» **EXTRACTED ENTRIES**
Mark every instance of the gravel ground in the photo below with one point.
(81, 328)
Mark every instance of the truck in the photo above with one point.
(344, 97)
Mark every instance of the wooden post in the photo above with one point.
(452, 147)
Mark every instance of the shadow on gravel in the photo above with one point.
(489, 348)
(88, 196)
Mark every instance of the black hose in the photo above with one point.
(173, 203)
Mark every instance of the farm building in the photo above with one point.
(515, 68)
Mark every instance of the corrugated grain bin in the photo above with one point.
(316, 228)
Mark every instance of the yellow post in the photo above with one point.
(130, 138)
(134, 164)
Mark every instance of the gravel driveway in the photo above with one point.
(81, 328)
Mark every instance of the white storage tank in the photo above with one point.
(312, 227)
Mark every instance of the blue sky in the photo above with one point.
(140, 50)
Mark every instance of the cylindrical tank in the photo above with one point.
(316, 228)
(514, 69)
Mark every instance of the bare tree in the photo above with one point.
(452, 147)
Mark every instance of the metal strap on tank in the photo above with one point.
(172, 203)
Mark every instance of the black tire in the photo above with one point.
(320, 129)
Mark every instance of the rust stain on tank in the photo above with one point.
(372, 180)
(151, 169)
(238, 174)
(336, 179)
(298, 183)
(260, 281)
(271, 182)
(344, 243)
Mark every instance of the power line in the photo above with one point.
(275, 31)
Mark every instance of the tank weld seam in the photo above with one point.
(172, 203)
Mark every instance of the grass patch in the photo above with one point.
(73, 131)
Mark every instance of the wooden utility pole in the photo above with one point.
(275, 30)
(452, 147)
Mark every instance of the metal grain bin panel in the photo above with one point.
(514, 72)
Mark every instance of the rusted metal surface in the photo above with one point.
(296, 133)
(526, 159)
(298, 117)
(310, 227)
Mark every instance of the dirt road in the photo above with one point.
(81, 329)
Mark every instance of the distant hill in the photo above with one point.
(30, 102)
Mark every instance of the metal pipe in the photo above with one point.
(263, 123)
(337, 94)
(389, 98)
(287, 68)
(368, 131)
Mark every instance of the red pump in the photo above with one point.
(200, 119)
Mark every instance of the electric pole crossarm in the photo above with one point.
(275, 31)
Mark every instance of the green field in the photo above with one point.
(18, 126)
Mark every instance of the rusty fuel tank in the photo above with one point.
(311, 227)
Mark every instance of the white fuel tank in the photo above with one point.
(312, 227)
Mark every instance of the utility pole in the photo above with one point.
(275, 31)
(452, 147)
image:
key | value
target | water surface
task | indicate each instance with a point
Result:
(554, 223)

...

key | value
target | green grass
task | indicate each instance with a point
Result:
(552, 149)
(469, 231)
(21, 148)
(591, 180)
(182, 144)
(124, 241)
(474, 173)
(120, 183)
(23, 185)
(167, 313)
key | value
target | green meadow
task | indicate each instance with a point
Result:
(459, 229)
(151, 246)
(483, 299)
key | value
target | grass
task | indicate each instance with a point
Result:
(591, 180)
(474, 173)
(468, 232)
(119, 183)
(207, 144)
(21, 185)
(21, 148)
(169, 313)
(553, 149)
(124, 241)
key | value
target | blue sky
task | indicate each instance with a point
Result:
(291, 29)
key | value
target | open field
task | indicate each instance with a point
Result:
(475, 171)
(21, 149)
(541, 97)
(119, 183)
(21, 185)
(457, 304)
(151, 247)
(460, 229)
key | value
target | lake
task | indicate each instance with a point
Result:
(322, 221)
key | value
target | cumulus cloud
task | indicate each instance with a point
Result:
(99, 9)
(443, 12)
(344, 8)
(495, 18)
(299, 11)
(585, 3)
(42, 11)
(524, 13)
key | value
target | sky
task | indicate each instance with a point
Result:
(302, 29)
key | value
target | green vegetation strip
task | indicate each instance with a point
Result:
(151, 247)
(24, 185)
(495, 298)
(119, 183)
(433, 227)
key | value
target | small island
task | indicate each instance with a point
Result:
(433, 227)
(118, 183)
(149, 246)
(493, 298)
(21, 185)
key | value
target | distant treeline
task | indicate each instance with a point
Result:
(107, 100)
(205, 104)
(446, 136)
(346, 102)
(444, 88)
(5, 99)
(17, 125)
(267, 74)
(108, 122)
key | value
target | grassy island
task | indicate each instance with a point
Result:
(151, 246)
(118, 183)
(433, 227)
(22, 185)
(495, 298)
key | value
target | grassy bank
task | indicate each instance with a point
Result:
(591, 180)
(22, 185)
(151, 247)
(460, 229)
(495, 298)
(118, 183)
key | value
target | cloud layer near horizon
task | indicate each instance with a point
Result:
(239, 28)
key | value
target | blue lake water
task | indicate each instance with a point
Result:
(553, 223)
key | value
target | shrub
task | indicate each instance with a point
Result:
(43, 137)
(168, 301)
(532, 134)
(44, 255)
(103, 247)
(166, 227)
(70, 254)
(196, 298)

» **REQUIRED TASK**
Gather every line in the items above that contains the word "post", and copy each of those lines in full.

» **RESULT OF THE EXERCISE**
Mark every instance of the wooden post in the photo above with one point.
Mark every instance of the yellow post in the photo above with one point.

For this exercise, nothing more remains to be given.